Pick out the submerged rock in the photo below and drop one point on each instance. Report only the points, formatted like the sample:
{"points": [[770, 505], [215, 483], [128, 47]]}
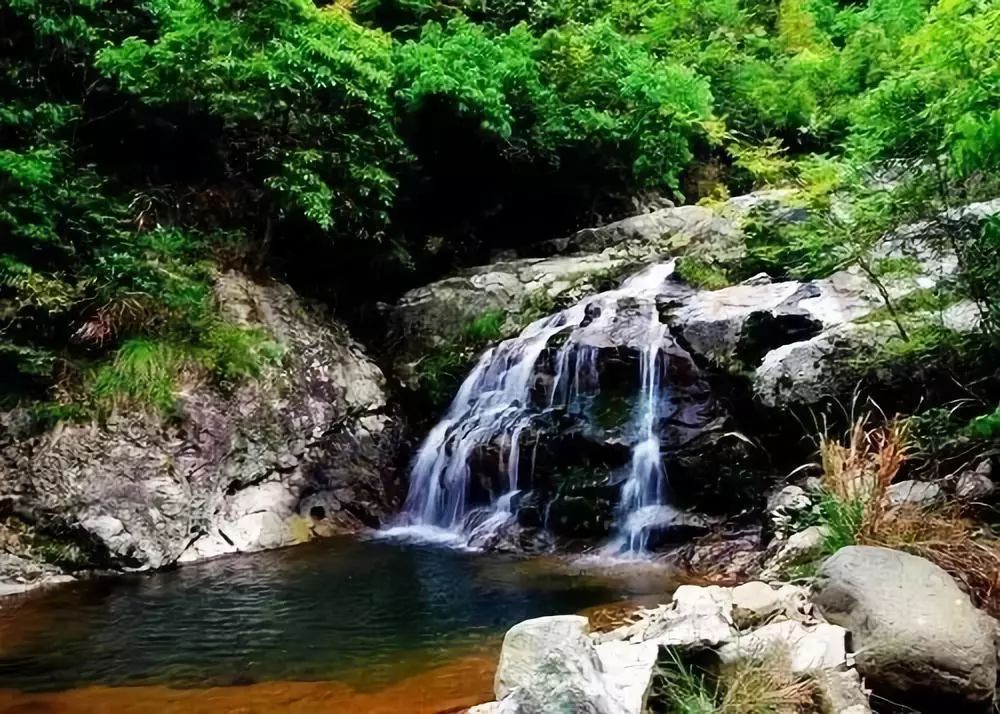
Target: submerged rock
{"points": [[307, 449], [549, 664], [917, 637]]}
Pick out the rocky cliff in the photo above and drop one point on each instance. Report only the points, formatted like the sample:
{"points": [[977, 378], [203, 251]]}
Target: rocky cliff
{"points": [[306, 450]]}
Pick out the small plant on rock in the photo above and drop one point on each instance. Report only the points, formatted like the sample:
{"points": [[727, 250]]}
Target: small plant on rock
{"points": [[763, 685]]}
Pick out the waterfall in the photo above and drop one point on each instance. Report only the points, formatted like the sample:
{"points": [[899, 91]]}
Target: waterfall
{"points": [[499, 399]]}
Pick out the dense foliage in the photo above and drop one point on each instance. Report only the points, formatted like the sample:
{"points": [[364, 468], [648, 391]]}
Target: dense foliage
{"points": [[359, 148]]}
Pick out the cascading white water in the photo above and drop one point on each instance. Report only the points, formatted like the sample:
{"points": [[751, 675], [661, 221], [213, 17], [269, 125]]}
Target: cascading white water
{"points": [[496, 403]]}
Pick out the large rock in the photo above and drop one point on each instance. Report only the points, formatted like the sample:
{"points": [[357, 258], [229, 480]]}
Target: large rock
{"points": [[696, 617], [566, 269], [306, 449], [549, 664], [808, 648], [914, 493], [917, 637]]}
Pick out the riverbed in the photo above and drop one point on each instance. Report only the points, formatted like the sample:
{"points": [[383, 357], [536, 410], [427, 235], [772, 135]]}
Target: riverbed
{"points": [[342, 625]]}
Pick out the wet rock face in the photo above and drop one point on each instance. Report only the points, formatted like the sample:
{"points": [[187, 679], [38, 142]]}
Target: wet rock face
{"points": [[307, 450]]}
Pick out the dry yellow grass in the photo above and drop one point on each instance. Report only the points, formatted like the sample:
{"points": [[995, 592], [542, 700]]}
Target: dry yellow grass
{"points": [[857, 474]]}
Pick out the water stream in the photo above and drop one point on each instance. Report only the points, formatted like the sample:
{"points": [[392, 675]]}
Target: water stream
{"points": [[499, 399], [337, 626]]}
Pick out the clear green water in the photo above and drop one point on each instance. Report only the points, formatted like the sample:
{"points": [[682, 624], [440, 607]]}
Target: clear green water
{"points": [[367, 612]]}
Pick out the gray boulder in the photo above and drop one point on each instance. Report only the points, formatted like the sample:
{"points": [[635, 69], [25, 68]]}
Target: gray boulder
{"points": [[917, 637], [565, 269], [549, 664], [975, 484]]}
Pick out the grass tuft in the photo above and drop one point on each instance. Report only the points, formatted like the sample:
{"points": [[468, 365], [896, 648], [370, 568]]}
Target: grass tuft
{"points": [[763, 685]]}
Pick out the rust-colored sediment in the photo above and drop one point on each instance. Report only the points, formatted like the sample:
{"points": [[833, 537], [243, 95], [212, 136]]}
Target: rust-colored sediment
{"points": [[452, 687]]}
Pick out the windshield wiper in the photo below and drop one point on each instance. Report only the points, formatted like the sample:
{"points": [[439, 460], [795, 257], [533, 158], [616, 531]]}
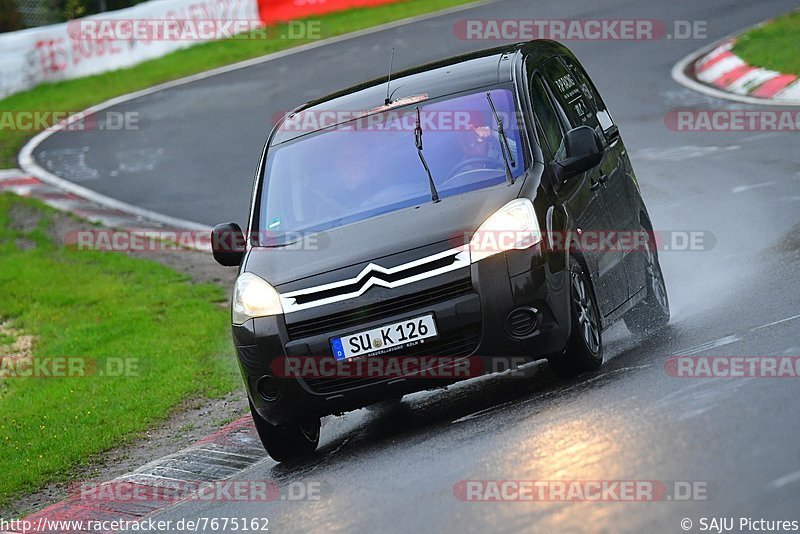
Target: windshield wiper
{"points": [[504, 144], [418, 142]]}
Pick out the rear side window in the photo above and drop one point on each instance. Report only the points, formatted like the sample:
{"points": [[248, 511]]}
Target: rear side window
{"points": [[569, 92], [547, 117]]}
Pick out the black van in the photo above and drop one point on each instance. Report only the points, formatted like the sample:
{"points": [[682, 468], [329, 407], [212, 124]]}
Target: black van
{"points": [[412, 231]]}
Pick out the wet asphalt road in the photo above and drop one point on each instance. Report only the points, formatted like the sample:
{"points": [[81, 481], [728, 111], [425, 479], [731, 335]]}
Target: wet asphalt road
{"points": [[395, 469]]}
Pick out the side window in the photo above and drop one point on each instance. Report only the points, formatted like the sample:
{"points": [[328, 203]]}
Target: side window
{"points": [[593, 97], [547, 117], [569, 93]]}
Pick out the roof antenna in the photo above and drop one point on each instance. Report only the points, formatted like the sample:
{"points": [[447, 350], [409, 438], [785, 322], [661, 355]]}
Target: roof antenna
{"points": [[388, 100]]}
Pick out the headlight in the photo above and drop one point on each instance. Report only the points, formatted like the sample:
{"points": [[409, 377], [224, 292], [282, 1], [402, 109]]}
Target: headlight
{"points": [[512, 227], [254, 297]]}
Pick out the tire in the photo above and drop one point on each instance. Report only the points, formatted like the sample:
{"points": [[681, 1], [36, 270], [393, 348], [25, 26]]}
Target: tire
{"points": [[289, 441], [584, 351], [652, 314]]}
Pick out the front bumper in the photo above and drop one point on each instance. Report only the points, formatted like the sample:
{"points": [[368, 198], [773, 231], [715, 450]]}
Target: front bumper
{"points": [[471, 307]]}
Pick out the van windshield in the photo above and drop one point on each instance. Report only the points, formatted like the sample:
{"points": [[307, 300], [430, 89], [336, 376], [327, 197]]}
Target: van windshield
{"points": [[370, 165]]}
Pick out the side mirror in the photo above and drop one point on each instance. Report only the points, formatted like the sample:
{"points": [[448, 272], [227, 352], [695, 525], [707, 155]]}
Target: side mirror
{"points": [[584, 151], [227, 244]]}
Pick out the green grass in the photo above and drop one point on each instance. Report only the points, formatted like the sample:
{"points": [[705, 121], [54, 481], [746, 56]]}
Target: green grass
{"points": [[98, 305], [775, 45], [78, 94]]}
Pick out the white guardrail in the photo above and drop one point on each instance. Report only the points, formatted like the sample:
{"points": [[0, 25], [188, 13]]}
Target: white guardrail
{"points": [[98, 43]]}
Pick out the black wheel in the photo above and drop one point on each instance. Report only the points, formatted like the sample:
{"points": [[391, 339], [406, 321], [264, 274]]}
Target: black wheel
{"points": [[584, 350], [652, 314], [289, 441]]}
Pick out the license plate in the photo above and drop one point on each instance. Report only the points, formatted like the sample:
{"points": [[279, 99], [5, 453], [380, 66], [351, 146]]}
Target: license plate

***

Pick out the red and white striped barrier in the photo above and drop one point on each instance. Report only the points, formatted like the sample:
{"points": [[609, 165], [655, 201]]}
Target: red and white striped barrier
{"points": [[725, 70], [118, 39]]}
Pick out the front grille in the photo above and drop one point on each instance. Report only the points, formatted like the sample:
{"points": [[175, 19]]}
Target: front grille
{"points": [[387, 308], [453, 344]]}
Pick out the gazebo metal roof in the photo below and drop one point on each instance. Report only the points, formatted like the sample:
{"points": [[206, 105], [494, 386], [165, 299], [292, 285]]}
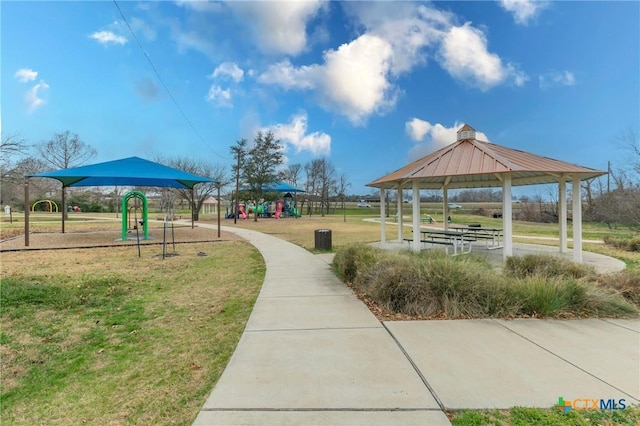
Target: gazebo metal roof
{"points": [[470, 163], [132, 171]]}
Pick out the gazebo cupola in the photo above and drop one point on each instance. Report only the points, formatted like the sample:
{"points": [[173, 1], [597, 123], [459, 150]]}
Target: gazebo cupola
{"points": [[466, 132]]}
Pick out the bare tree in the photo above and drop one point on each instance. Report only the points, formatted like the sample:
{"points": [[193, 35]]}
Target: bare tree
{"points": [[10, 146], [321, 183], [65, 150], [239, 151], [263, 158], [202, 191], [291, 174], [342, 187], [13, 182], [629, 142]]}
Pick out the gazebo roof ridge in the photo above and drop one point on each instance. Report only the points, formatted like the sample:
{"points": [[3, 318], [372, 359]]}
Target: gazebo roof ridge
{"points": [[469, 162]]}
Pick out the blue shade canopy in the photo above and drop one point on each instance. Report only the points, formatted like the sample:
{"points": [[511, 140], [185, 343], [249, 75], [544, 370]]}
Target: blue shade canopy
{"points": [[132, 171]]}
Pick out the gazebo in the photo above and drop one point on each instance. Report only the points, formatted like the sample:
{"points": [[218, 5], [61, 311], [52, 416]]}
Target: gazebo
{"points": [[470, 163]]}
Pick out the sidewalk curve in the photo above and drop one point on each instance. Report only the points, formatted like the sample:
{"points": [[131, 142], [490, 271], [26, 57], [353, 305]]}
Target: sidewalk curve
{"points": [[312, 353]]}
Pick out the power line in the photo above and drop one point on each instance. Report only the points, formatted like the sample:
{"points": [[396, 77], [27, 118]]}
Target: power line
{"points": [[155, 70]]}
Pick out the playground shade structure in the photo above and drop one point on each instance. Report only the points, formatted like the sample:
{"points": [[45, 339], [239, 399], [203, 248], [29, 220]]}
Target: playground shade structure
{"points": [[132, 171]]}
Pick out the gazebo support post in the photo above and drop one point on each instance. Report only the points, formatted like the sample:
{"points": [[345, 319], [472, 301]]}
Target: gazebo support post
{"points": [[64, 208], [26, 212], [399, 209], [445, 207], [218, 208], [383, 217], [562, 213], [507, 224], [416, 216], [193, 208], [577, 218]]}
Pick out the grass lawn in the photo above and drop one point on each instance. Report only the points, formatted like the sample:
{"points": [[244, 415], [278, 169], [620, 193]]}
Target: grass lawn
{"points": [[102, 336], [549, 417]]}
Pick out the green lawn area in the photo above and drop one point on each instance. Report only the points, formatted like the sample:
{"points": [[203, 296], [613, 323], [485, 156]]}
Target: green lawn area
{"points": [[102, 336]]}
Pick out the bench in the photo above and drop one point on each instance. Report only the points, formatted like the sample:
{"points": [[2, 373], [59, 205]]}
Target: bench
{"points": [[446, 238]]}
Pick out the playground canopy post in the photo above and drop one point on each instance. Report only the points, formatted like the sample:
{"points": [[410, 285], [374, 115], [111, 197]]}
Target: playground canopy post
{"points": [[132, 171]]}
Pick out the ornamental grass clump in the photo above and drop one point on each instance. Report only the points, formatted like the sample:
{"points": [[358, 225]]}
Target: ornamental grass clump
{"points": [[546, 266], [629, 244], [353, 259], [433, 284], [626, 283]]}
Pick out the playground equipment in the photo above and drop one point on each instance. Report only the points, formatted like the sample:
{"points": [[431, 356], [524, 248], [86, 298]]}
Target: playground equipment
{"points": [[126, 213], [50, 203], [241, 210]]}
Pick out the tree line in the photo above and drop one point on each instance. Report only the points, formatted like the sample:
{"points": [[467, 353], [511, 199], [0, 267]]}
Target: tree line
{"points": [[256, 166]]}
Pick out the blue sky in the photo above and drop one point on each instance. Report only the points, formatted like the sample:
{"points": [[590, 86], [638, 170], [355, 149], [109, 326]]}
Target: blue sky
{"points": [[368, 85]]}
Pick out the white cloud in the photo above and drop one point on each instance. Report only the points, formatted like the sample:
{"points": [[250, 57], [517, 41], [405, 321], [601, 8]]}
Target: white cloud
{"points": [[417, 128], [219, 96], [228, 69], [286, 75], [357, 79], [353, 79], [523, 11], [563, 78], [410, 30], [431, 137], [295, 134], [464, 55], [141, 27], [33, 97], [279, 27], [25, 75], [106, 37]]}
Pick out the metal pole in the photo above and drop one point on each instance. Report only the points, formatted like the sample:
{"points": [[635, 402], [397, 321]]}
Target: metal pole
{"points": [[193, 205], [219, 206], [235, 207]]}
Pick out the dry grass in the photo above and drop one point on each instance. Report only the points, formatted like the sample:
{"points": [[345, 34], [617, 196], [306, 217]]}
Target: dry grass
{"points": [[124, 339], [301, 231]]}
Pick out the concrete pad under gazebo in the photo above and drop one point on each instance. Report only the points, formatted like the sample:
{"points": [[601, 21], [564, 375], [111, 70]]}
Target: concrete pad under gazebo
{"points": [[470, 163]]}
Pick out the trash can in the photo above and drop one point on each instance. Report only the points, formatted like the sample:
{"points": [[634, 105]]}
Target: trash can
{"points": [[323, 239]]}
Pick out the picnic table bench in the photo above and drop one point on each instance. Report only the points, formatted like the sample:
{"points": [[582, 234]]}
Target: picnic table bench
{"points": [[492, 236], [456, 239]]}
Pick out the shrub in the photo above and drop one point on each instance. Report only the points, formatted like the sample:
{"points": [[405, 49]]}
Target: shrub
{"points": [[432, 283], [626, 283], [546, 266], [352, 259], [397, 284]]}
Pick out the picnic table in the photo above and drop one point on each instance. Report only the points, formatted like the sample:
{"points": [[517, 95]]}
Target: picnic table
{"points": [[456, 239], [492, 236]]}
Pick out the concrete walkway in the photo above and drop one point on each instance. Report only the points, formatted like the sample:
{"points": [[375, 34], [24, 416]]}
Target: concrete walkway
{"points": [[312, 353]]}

***

Problem statement ->
Give the data again, starting at the line containing "Pick out the green grass" and ending at the line containing "Target: license plate", with "drop one point" replaced by "place one point" throughout and every other part left unchanged.

Solution to this task ->
Pick out the green grass in the photo above and place one point on each instance. Report only the points, formatted like the sample:
{"points": [[705, 121], [54, 481], [746, 56]]}
Target: green grass
{"points": [[98, 305], [775, 45], [78, 94]]}
Pick out the white guardrail in the photo above and place one point on each instance. Report only the points, formatted like the sample:
{"points": [[0, 25], [188, 13]]}
Target: white guardrail
{"points": [[98, 43]]}
Pick out the black wheel in the photo above and place one point on each instance. Report only the points, formatted like the sample:
{"points": [[391, 339], [406, 321], [264, 274]]}
Target: black wheel
{"points": [[584, 350], [652, 314], [289, 441]]}
Pick out the license plate in the photo above and place one point on each instance. Report only the points, formatted like the sample:
{"points": [[279, 99], [5, 453], [380, 66], [351, 146]]}
Target: license plate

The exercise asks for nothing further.